**Dataset entries**.
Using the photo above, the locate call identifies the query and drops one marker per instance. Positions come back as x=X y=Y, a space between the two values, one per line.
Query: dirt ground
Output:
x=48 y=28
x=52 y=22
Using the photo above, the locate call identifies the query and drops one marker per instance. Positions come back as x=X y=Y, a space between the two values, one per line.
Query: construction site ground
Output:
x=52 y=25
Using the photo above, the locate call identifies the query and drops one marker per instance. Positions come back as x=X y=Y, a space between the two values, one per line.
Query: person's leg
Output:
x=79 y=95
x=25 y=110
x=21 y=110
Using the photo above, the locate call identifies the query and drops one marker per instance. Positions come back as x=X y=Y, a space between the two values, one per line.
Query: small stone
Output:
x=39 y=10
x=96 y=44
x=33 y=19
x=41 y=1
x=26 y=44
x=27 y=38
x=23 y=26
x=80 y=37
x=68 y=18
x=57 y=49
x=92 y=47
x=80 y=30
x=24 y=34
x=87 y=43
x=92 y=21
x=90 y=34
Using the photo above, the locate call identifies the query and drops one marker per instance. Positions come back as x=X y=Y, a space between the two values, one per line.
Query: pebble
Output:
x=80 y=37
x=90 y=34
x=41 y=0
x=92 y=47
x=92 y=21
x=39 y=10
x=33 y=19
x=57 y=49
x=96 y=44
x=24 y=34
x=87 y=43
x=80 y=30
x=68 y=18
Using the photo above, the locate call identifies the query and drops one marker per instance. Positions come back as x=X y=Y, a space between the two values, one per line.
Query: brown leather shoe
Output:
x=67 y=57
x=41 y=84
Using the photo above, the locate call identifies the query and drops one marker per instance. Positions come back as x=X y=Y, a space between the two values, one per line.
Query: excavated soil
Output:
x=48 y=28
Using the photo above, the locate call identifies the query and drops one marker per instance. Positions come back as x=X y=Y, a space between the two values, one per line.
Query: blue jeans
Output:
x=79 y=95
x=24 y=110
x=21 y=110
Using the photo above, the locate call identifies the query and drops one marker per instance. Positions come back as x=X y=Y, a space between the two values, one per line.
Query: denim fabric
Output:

**DESCRIPTION OF THE TASK**.
Could you retype exactly the lines above from the one containing "Query: dirt ground" through the last line of the records, both included, and nothing else?

**OUTPUT OF THE EXERCISE**.
Query: dirt ground
Output:
x=48 y=28
x=52 y=22
Using the photo above, the locate call identifies the query and drops one marker per instance. Positions come back as x=X y=Y, a space between the two values, one per line.
Query: construction site ground
Output:
x=52 y=25
Using the photo above, the locate call identifies the query and drops one marker per instance. Positions come back as x=X y=Y, a space between the two values, one per line.
Query: person's leg
Output:
x=79 y=95
x=25 y=110
x=21 y=110
Using the photo above, the locate call identifies the query and drops one marker per instance. Positions come back as x=X y=Y, a space between the two values, one per line.
Query: small stone
Output:
x=39 y=10
x=96 y=44
x=33 y=19
x=41 y=1
x=26 y=44
x=27 y=38
x=23 y=26
x=80 y=37
x=68 y=18
x=57 y=49
x=92 y=47
x=80 y=30
x=24 y=34
x=87 y=43
x=92 y=21
x=90 y=34
Using the photo above, the locate call identifies the query and drops one marker per instance. Positions come back as x=X y=Y, a space between the two values, one per line.
Query: pebble
Output:
x=80 y=37
x=90 y=34
x=41 y=0
x=92 y=47
x=92 y=21
x=39 y=10
x=33 y=19
x=57 y=49
x=96 y=44
x=24 y=34
x=87 y=43
x=80 y=30
x=68 y=18
Using the photo above, the locate call identifies the query and drops one marker per instance. Positions come back as x=X y=Y, a space between the two values, one per line.
Query: brown leather shoe
Output:
x=67 y=57
x=41 y=84
Using the photo above, the locate call identifies the query and drops one marker per instance. Positions come back as x=X y=Y, a space between the two values, one per line.
Query: excavated soil
Output:
x=48 y=28
Using the photo above, the locate call identifies the query and drops one marker per instance. Positions come back as x=X y=Y, a space between the two values, one per line.
Query: blue jeans
Output:
x=79 y=95
x=24 y=110
x=21 y=110
Using the photo above, the locate call identifies the query and drops one marker per instance. Positions come back as x=X y=Y, a space between the two values, one per line.
Query: denim fabric
Output:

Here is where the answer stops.